Rows of data:
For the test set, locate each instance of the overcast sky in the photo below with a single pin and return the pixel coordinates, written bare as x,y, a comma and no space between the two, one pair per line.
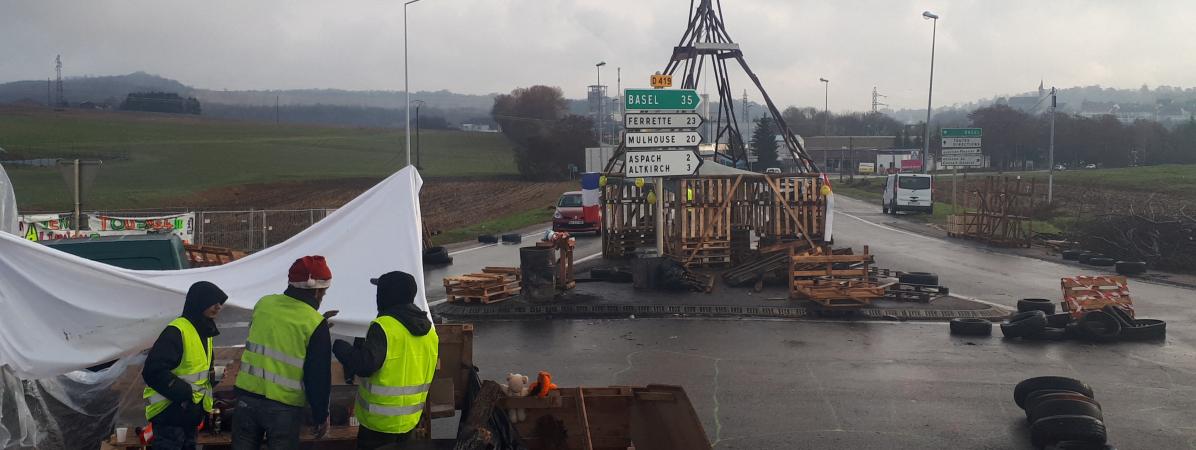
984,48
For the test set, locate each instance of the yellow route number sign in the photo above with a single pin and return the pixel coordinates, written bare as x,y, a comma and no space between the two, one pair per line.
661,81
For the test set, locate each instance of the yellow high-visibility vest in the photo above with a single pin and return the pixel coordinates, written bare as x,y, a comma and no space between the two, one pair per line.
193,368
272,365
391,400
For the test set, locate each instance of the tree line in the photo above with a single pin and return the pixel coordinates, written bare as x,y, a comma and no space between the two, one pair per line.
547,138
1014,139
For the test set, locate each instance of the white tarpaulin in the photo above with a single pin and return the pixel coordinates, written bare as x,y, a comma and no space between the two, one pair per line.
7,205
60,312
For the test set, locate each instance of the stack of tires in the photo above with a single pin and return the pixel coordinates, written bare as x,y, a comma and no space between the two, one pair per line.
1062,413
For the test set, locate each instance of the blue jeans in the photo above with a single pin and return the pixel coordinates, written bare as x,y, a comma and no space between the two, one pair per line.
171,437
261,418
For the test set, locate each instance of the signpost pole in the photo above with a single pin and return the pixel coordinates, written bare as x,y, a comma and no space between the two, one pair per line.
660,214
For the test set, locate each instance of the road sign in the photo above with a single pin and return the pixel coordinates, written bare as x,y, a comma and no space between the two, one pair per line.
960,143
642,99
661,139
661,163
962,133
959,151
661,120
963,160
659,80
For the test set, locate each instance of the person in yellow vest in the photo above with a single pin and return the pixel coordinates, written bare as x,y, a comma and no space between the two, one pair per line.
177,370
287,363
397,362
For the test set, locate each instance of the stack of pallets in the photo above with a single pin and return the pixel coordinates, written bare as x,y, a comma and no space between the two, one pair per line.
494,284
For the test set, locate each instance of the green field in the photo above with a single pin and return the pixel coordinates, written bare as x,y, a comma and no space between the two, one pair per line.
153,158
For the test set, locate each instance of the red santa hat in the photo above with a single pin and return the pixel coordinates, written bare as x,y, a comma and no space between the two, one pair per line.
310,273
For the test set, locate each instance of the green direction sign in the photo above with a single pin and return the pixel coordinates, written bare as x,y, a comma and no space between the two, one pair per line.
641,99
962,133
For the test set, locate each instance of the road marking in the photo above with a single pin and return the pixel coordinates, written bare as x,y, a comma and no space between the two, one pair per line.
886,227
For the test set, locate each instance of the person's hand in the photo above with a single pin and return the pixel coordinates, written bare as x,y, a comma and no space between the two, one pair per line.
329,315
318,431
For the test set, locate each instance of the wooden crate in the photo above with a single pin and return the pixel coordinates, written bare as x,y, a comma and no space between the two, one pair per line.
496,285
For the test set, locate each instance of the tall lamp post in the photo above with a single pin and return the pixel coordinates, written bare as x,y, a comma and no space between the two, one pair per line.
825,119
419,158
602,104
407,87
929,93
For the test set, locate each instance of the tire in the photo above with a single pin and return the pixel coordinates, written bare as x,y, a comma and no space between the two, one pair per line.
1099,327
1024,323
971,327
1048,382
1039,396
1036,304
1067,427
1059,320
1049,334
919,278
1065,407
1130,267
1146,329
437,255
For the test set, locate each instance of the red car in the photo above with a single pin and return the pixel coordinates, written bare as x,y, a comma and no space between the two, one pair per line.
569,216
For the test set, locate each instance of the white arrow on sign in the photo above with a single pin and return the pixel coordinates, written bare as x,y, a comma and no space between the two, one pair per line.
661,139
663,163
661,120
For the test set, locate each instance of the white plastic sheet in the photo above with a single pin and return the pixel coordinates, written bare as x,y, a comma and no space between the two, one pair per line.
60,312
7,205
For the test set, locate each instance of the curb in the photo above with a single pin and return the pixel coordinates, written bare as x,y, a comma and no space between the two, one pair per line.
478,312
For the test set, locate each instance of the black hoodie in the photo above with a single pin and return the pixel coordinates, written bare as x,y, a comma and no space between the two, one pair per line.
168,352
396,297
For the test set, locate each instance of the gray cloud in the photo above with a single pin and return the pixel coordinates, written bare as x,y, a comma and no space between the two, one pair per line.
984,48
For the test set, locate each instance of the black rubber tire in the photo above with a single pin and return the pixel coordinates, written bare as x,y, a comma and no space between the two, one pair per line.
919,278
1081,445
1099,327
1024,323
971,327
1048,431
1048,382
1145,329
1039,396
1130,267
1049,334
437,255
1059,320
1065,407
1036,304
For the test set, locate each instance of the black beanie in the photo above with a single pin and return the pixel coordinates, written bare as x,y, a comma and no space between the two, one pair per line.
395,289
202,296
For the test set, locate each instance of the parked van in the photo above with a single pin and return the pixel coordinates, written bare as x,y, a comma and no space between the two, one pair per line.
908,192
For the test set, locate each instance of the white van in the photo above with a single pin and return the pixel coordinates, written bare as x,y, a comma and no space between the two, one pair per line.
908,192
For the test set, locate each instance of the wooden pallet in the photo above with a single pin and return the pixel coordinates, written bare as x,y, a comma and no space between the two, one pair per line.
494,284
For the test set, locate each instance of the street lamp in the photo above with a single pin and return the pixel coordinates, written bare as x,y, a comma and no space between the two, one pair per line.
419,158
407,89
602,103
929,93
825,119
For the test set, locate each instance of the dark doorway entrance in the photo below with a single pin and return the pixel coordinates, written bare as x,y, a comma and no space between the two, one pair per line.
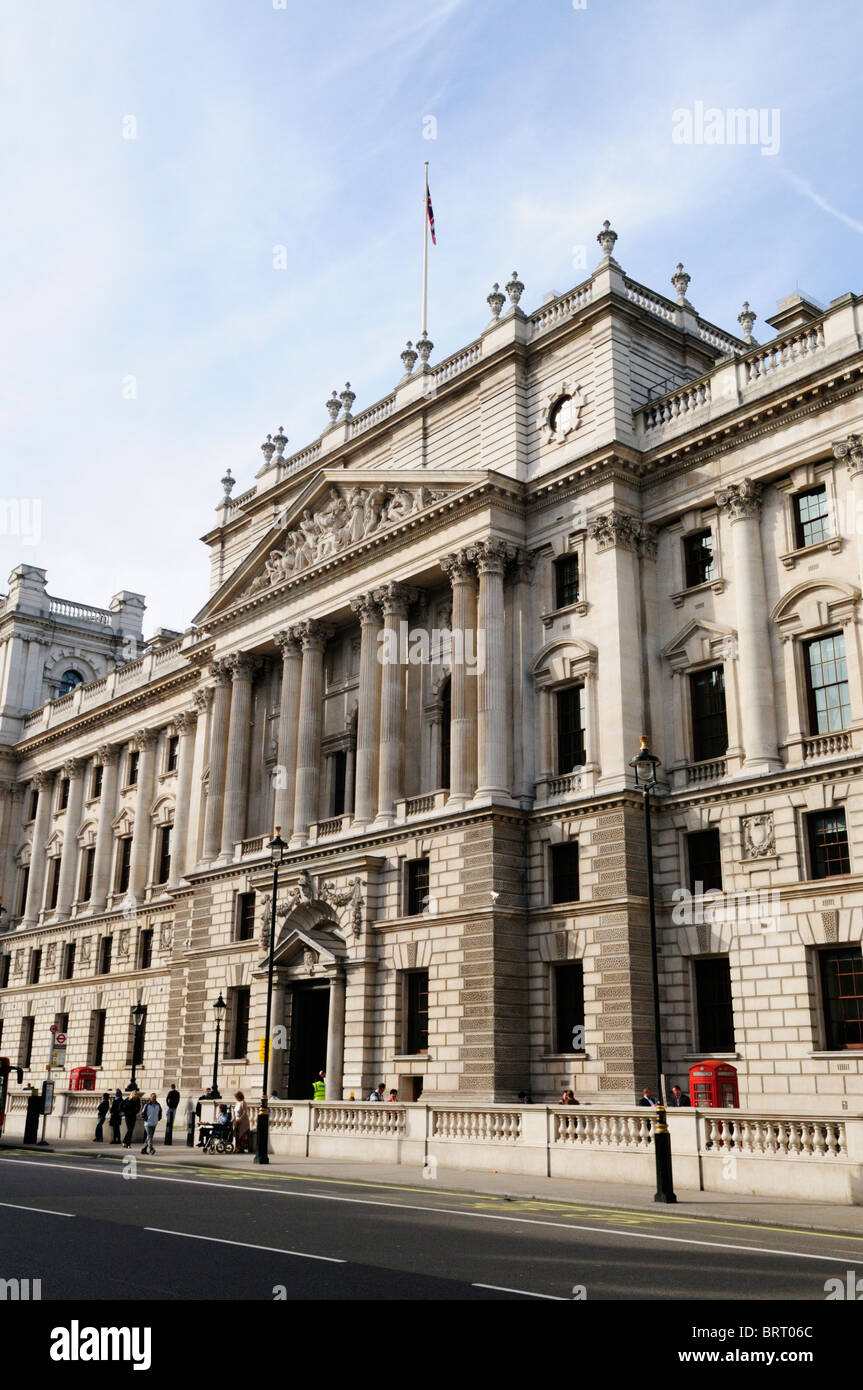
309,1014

## Task to complete
Copy everything from the row containing "For the test set, locate each instance of the street" down to the last of the rows, requests included, but shift every pixel coordinate in the answers by adding 74 to it. Leave the pictures out.

## Correct answer
For the test set, locate each instance of the street lamp in the photo above with a single pin and return the pixel coordinates, written bare as x,y, a comma and no space between the two, one pair per line.
493,232
481,163
676,177
1003,167
899,193
For the test set, locate each instance of the dark doorway entrance in the photo below with a single pin and return the pixel coordinates, written bare as x,y, a comma and no space between the two, one pair per line.
383,1088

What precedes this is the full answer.